### SET EXERCISE
Can you repeat word for word the part of the pipeline walkthrough that opens with the words containing "To apply your" and closes with "your compute cluster."?

### SOURCE DOCUMENT
To apply your data transformations, you need to run the pipeline as an experiment.

  1. Select Submit, and run the pipeline as a new experiment named mslearn-penguin-training on your compute cluster.

  2. Wait for the run to finish. This may take 5 minutes or more.

    Screenshot of designer asset library with the completed job and job details button below.

    Notice that the left hand panel is now on the Submitted jobs pane. You will know when the run is complete because the status of the job will change to Completed.

View the transformed data

  1. When the run has completed, the dataset is now prepared for model training. Click on Job detail. You will be taken to another tab which will show the modules like this:

    Screenshot of the modules in a completed state with green bar on the left of each module.

  2. In the new tab, right click on the Normalize Data module, select Preview data, then select Transformed dataset to view the results.

### MATERIAL SHOWN
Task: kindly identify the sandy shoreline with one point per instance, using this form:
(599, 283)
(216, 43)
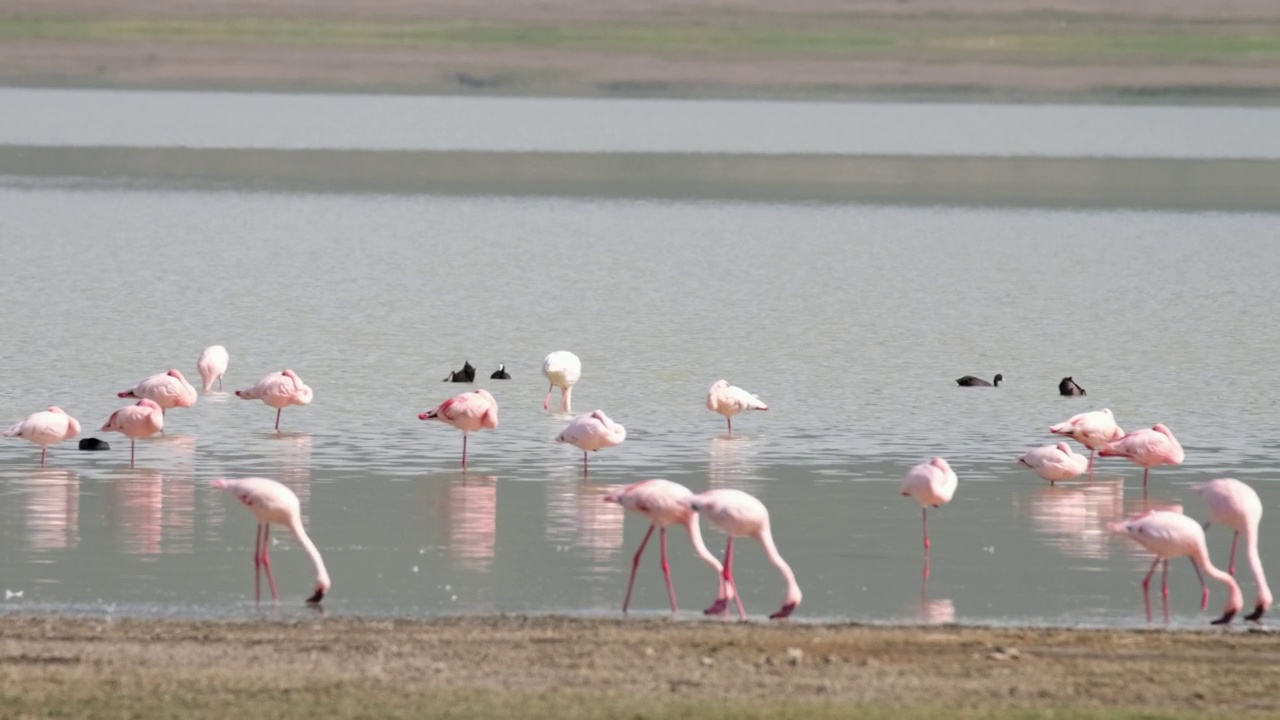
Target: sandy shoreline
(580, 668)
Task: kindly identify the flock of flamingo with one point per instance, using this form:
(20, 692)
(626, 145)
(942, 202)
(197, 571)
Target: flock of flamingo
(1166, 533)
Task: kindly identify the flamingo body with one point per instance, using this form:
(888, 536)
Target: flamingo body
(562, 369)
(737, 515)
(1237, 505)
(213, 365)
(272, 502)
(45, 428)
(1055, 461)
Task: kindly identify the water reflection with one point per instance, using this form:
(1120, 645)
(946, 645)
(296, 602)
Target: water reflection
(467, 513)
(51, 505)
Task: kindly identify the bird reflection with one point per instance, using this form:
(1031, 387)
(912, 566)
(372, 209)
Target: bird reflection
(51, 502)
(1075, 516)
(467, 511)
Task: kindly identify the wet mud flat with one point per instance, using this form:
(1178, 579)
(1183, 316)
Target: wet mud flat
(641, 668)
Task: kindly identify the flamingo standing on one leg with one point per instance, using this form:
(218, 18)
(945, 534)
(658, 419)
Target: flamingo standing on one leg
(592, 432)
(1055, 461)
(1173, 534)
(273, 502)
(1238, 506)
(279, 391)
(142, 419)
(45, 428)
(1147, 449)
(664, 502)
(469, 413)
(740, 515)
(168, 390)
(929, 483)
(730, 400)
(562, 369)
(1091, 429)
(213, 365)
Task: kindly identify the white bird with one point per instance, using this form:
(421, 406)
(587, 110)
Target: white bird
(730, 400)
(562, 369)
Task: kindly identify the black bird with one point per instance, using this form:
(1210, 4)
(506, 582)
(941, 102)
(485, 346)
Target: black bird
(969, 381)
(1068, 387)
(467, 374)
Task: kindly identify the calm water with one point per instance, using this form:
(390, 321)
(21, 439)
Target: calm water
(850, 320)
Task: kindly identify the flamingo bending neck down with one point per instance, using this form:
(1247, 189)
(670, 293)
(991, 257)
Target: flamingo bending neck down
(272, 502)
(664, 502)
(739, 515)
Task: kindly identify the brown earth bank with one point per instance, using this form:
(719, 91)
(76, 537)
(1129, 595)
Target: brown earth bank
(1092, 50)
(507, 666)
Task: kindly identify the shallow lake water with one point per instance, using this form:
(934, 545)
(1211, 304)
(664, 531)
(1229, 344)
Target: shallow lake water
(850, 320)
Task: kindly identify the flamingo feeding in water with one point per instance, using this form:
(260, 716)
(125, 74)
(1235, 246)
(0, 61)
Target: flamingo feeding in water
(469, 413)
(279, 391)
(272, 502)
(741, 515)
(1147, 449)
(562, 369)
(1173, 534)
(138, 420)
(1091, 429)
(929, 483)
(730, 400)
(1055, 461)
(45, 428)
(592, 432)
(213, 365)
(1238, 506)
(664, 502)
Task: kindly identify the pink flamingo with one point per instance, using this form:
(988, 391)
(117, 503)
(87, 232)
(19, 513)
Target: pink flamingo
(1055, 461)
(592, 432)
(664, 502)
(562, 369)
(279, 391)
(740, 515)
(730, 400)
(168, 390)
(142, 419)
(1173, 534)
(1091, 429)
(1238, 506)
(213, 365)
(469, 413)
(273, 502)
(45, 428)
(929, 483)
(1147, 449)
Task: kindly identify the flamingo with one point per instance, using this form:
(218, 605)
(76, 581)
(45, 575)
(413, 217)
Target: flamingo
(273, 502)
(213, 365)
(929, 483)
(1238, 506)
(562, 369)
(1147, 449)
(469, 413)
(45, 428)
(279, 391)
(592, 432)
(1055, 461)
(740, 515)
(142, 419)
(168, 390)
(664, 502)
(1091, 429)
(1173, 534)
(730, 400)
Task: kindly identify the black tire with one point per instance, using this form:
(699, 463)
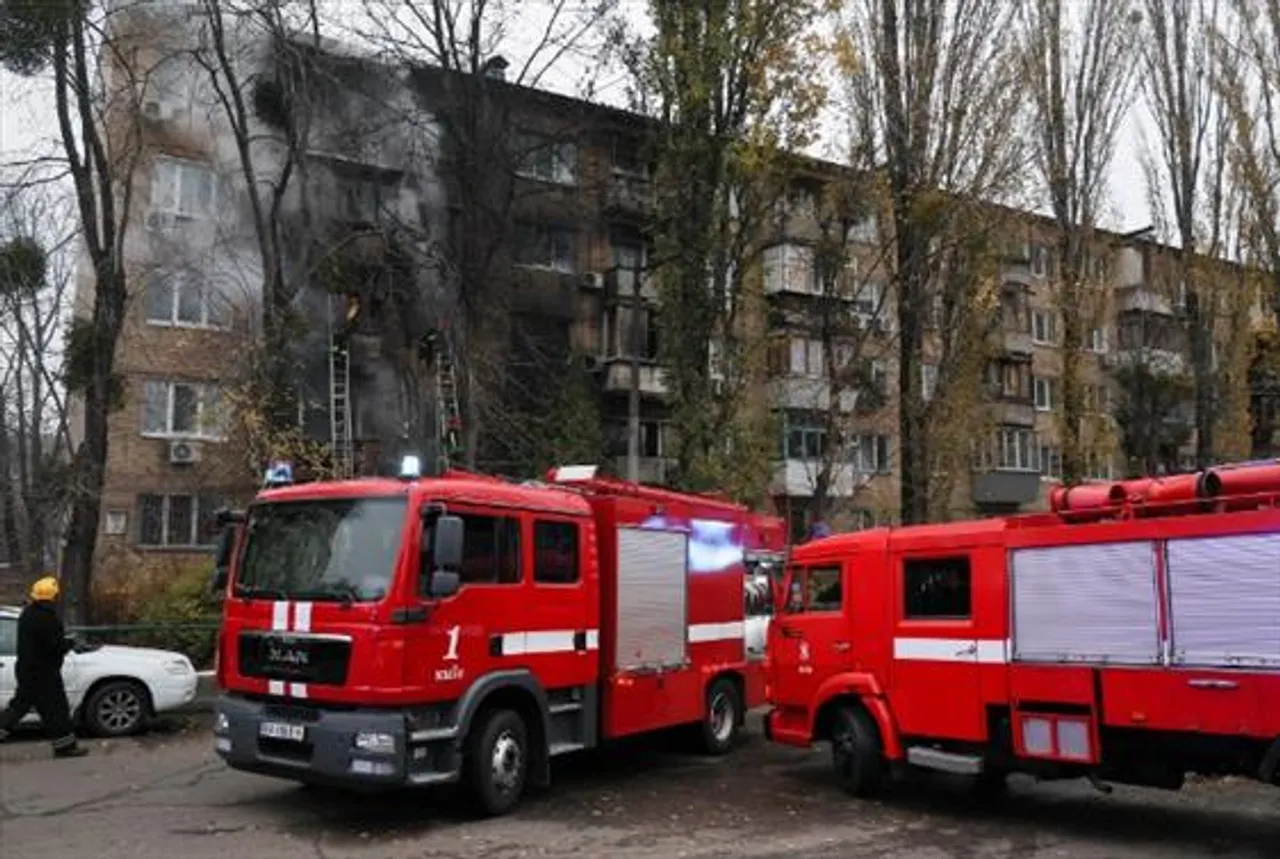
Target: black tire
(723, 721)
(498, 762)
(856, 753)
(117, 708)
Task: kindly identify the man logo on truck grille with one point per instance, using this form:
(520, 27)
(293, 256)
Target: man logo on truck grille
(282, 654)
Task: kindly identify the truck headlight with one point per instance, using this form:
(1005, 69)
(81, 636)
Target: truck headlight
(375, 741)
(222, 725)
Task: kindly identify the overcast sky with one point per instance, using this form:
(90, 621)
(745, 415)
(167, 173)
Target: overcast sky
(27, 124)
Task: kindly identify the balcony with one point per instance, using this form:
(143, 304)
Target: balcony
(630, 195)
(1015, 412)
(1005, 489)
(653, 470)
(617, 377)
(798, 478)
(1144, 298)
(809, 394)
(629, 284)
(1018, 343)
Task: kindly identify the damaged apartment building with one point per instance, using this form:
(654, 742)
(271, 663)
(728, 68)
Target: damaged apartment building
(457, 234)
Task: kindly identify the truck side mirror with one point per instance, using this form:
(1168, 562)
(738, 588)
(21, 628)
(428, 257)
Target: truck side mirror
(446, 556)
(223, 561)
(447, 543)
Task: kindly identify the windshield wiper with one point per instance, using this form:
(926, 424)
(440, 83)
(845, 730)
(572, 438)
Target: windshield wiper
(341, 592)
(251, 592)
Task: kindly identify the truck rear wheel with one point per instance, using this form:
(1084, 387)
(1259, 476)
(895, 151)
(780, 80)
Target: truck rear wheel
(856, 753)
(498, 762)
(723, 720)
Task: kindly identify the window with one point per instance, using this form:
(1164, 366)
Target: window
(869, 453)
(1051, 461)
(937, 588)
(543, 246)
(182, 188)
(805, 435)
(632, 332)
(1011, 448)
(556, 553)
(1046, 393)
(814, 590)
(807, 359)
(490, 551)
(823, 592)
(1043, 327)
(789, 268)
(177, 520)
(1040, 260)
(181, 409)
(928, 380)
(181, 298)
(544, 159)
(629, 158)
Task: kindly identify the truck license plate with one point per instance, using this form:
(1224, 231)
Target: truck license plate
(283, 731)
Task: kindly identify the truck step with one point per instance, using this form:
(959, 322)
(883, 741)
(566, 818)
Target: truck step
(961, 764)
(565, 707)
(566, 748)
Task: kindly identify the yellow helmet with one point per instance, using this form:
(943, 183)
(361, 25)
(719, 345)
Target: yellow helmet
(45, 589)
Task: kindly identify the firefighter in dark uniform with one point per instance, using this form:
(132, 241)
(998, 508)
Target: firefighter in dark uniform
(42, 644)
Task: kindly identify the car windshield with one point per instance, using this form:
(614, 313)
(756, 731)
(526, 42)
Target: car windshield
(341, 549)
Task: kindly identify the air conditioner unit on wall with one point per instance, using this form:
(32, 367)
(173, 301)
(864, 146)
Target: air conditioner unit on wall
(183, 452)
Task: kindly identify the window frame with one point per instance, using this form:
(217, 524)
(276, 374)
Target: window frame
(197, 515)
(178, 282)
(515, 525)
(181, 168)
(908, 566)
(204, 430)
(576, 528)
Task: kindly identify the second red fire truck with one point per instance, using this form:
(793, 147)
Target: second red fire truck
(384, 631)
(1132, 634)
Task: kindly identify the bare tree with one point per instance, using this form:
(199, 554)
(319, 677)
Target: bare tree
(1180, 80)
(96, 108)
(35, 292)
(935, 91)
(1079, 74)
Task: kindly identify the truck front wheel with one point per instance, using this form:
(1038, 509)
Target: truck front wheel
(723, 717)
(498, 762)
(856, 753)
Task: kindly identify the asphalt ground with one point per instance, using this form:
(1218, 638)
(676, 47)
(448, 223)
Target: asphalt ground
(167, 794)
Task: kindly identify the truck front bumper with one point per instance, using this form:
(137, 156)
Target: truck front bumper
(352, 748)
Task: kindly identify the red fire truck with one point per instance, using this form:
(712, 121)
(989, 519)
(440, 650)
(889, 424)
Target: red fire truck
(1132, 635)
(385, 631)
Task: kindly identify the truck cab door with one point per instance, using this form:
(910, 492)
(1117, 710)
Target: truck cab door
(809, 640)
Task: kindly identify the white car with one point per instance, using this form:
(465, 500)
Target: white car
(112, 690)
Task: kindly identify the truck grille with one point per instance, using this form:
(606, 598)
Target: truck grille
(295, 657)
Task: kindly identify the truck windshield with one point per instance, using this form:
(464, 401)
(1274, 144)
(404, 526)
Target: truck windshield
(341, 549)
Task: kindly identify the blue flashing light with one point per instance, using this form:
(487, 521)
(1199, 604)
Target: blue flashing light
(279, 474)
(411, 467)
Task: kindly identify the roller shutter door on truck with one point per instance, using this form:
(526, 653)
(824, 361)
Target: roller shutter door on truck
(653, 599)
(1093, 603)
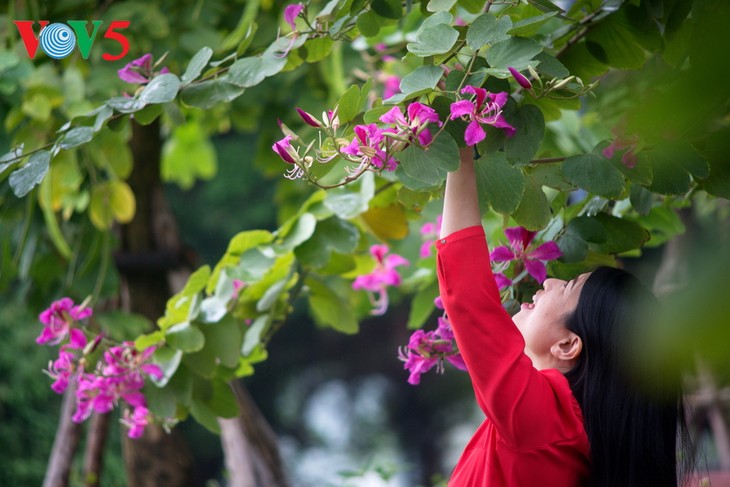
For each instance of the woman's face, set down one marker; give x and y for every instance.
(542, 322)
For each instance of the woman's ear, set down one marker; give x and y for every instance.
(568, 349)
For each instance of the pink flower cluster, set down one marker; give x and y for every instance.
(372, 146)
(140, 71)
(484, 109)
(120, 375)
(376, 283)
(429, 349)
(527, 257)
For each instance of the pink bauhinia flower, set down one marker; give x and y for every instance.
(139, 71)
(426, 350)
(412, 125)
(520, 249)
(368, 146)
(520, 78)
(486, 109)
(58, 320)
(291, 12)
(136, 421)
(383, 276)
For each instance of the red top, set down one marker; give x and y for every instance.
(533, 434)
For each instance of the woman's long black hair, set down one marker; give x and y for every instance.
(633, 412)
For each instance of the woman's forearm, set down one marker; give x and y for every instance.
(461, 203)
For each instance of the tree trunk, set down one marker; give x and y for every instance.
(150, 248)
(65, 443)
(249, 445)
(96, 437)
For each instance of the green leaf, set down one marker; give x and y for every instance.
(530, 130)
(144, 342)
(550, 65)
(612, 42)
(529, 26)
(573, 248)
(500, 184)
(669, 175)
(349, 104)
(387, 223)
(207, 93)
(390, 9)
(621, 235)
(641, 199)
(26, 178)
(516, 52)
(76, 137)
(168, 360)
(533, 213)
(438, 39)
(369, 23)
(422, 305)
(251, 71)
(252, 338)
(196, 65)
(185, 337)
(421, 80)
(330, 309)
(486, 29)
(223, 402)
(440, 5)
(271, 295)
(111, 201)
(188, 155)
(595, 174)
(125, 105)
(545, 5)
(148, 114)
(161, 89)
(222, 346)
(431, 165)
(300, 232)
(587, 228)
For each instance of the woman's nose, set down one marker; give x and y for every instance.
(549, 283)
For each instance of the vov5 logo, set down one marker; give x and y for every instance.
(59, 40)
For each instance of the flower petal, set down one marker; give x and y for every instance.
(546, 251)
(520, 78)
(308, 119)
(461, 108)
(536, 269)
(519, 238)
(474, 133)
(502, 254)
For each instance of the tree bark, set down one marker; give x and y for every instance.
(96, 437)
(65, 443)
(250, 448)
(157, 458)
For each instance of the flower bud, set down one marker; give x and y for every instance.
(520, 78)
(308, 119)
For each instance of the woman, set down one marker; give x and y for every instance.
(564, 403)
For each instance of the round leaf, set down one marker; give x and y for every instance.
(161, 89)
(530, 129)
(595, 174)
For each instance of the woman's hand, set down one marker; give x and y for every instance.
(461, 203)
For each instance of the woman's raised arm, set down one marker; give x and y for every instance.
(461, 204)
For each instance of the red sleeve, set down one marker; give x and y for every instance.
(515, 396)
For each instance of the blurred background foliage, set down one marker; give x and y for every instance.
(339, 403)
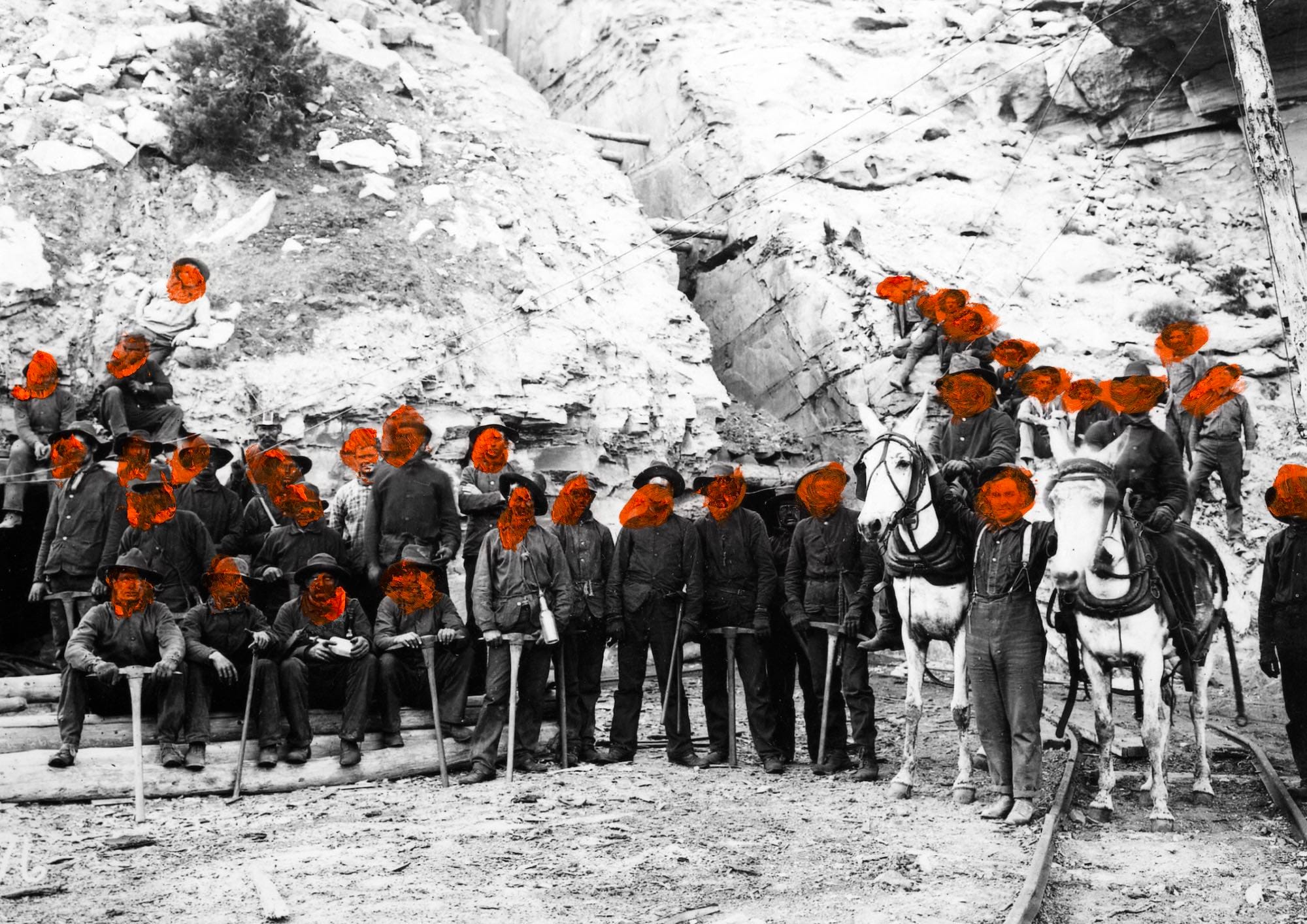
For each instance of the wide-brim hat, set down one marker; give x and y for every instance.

### WRITTEN SOLUTION
To apply your data transformations, you need to run the pipeline as an experiment.

  1. Select Submit, and run the pipeline as a new experiment named mslearn-penguin-training on your compute cluster.